Instruction: Copy each line of the listing below exactly.

Supplied data:

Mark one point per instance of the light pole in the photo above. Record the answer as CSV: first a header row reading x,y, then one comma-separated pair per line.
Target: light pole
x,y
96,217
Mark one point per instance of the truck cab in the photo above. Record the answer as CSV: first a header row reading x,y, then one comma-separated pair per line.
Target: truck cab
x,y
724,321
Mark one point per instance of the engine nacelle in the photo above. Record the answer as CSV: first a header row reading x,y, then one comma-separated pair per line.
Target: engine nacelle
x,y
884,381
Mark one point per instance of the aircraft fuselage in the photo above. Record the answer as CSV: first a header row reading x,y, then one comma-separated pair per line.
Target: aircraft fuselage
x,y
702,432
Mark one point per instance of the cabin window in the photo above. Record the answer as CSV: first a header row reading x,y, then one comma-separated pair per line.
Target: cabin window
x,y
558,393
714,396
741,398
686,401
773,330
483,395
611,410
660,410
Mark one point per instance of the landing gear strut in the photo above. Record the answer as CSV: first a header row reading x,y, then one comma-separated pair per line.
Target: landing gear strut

Result:
Mark one point per instance of the light pole in the photo above. Record the answer as CSV: first a header row reading x,y, then one comma-separated pair per line.
Target: light pole
x,y
96,217
Mark one point per instance of the truck cab in the photo above. Record the answer as CSV: first a header row reading x,y, then one comma-separated pair per line.
Target: truck cab
x,y
724,321
Mark one point per instance of the engine nacelle in the photo above. Record the answer as CSV: first a header row reading x,y, then one comma-separated pair per line.
Target: engine nacelle
x,y
884,381
Mark one point per instance of the aircraft fuselage in the photo above. Record the answer as CSV: first a header row reading x,y, then one comma-separated pair per line.
Target: aircraft fuselage
x,y
702,432
Mark one point per instance of the cabin window in the photo above. Record the answer as CSV: first a header row reading x,y, then one comma-separated pair per line.
Target: cabin window
x,y
558,393
714,396
741,398
686,401
773,330
483,395
611,410
660,410
Mark one point per instance of the landing gear strut in the photo above. Record the answer as CSV: first a header row reading x,y, then one comma-separated pair per line.
Target: landing gear strut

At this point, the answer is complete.